■ WHAT YOU ARE ASKED TO DO: Please copy every row below word for word, leaving the pictures out of your answer.

■ EXTRACTED MATERIAL:
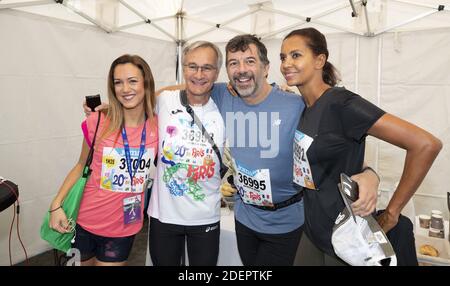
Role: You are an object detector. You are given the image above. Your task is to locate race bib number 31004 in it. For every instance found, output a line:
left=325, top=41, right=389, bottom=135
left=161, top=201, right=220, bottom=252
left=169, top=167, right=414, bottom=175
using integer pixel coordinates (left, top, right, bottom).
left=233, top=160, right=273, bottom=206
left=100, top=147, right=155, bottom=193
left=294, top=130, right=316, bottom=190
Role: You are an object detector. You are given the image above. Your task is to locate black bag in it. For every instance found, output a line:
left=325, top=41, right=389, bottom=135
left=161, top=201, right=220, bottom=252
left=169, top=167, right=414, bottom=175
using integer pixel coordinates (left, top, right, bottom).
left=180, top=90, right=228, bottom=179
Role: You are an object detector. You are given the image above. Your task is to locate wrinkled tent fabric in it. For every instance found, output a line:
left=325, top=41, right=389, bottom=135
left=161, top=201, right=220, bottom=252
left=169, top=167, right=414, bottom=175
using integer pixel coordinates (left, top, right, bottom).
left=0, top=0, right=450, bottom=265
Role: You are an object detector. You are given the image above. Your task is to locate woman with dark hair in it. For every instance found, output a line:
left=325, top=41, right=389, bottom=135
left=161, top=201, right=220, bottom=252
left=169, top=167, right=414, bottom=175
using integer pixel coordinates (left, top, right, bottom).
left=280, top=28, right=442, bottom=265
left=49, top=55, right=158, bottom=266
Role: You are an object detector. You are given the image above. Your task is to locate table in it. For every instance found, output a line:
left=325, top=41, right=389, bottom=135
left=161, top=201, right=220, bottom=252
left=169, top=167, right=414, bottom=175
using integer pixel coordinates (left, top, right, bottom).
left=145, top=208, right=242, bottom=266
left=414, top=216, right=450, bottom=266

■ TASK SOLUTION:
Role: You are an object detector. You are given the image above. Your task is to locate race bib number 31004 in it. For every instance found, output a line:
left=325, top=41, right=389, bottom=135
left=161, top=201, right=220, bottom=252
left=169, top=167, right=414, bottom=175
using integer pixel coordinates (left, top, right, bottom).
left=233, top=160, right=273, bottom=206
left=100, top=147, right=155, bottom=193
left=294, top=130, right=316, bottom=190
Role: You are an object detector. You are given the image above. Your task is to locate black bag in it. For every instance found, output a line:
left=325, top=41, right=389, bottom=135
left=161, top=201, right=220, bottom=252
left=169, top=167, right=414, bottom=175
using integer pixel coordinates (left, top, right, bottom).
left=180, top=90, right=228, bottom=179
Role: You are an object detector. You are given the image above. Your task is to locate wrinkled tent fabric in it. For every instance found, output a line:
left=325, top=41, right=389, bottom=135
left=161, top=201, right=220, bottom=252
left=169, top=167, right=414, bottom=175
using integer pixel coordinates (left, top, right, bottom).
left=0, top=0, right=450, bottom=265
Role: You are an object detector. You are given the image above. Your task is to locate woman with dark hair in it. For every instance found, output a line:
left=325, top=41, right=389, bottom=135
left=161, top=201, right=220, bottom=252
left=169, top=167, right=414, bottom=175
using integer pixel coordinates (left, top, right, bottom).
left=280, top=28, right=442, bottom=265
left=49, top=55, right=158, bottom=266
Role: You are an object detector. You are given the image above. Your task is to locate table in it. For every instance found, output a line:
left=325, top=41, right=389, bottom=135
left=161, top=201, right=220, bottom=252
left=169, top=167, right=414, bottom=175
using integer pixel coordinates (left, top, right, bottom).
left=145, top=208, right=242, bottom=266
left=414, top=216, right=450, bottom=266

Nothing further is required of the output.